TASK: Output only the span of lines that begins at the line containing "Spot the white vanity" and ends at the last line of the data, both included, exactly as they appear.

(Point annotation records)
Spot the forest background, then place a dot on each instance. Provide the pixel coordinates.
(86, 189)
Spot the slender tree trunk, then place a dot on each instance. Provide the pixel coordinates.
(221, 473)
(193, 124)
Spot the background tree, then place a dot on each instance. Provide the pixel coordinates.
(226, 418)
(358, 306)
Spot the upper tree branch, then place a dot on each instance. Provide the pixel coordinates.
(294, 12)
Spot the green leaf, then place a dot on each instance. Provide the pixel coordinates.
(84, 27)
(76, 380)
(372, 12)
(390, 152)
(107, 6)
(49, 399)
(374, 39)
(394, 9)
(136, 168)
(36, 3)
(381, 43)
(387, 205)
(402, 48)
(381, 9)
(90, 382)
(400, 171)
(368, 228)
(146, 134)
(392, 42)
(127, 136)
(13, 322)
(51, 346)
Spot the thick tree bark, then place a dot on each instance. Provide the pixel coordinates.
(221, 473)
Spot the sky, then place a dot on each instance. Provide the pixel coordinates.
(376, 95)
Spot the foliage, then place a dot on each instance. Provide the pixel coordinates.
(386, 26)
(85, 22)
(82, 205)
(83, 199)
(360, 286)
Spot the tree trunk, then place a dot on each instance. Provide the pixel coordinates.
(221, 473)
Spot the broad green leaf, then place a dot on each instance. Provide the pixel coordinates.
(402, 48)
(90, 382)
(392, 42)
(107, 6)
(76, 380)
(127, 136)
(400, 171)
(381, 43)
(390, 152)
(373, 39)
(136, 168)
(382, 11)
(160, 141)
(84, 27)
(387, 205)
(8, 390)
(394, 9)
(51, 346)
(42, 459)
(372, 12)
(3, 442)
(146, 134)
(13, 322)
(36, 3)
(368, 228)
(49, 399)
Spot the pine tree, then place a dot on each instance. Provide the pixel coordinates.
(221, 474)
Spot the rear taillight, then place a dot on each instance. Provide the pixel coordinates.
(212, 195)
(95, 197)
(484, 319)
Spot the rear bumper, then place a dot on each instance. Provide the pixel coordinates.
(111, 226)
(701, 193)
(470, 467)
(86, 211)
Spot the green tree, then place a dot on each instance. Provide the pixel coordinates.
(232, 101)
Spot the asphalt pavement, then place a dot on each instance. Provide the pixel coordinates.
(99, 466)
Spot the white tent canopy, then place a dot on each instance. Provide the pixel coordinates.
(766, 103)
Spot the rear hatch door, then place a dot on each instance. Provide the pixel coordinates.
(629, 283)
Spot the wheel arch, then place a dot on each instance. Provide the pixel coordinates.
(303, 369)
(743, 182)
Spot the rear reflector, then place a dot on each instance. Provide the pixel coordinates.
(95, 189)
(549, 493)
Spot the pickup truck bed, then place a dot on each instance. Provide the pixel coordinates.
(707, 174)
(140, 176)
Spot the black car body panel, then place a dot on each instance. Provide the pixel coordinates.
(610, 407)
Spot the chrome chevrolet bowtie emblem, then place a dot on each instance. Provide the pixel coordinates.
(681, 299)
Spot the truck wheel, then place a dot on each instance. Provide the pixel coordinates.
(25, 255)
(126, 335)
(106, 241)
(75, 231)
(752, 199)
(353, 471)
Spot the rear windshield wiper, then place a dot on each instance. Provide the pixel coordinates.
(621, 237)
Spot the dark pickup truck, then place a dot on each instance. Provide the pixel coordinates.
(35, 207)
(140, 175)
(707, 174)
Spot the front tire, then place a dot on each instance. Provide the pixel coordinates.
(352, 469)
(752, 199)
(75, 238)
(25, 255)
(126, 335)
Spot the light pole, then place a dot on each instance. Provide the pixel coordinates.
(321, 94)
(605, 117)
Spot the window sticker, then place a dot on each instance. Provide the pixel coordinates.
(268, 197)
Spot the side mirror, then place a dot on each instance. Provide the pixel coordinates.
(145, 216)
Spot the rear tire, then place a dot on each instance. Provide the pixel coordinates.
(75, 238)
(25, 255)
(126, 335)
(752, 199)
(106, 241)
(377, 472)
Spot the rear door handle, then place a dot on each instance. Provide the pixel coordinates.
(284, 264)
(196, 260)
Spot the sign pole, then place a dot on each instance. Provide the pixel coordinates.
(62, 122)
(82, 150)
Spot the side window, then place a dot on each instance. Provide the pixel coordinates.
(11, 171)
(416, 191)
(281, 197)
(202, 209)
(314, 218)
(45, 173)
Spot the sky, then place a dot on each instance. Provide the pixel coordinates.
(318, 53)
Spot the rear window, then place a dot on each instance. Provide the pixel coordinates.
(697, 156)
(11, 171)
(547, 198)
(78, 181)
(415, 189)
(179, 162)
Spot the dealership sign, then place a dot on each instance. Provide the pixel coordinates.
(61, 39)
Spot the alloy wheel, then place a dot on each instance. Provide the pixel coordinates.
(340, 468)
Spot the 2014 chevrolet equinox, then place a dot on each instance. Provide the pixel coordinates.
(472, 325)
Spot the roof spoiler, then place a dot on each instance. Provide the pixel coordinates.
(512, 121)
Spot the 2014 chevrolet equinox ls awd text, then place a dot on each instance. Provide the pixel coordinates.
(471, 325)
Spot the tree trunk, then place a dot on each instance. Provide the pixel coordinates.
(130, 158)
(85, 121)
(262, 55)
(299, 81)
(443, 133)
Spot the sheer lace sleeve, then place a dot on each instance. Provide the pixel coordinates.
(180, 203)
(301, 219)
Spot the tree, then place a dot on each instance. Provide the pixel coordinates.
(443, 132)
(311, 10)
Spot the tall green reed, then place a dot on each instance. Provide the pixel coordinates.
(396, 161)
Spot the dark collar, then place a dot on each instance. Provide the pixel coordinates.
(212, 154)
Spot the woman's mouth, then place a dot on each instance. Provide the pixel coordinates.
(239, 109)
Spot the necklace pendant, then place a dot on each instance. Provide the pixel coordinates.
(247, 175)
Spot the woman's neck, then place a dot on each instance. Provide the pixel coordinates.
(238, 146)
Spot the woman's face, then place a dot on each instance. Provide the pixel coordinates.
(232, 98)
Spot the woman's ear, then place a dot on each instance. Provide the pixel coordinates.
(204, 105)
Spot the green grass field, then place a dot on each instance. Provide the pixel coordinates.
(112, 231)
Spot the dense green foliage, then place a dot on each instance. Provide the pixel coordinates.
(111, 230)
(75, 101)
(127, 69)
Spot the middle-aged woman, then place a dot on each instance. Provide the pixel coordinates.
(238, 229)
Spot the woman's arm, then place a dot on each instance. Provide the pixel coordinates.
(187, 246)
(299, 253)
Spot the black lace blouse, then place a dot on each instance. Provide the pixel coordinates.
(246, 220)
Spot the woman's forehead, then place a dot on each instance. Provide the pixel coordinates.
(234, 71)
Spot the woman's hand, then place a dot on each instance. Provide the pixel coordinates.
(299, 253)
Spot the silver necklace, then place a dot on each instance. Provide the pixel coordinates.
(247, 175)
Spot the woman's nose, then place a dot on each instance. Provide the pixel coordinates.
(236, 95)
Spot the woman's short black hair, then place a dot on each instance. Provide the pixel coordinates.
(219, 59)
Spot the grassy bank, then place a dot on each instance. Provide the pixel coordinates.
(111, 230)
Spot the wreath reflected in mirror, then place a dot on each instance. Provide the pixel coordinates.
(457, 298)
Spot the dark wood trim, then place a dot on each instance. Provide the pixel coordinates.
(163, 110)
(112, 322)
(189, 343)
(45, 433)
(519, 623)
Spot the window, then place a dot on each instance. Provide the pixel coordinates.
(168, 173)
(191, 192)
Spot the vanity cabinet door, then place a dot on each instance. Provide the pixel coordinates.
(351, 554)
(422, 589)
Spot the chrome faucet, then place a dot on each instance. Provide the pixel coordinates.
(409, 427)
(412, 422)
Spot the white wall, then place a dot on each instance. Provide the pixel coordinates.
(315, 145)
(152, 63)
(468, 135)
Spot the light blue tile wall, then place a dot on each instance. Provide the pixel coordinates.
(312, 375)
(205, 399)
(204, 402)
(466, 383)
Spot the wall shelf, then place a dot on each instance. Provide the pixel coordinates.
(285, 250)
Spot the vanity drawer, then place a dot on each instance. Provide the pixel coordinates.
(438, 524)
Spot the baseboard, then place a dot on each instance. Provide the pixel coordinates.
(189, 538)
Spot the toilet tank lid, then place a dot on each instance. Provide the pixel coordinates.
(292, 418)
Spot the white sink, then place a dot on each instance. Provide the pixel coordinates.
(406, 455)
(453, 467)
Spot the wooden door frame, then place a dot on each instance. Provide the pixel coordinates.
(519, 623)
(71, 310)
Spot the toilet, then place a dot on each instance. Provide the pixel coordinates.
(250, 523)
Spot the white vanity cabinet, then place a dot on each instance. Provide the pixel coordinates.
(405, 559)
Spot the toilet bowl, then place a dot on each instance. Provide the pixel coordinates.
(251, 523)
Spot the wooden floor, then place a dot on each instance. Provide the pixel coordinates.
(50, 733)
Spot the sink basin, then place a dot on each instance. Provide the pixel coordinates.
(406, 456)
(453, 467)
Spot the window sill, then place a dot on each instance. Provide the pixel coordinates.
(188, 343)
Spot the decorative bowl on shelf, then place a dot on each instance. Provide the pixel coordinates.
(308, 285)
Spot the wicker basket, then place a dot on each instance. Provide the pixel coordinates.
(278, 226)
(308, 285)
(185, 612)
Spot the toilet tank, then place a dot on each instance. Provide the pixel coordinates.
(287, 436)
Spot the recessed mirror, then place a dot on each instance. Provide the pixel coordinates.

RESULT BELOW:
Spot the white vanity cabinet, then place a dot on each instance. Provide the pixel coordinates.
(405, 559)
Spot the toilet bowl, then place a dot on each instance. Provide the pixel coordinates.
(251, 523)
Spot the wooden floor, then place a dot on each instance. Provide the pixel coordinates.
(50, 733)
Spot the sink basin, then place a dot on each instance. Provide the pixel coordinates.
(406, 456)
(453, 467)
Spot the window sill, then place a dot on each instance. Provide the pixel coordinates.
(188, 343)
Spot the decorative bowl on shelf, then place a dot on each instance. Provide the pixel coordinates.
(308, 285)
Spot the wicker basket, then place a dot on each instance. Provide the pixel coordinates.
(278, 226)
(308, 285)
(185, 612)
Spot the toilet tank, then place a dot on each instance. Provide the pixel coordinates.
(287, 436)
Spot the recessed mirror, then place a dot on each instance. Provide the pixel coordinates.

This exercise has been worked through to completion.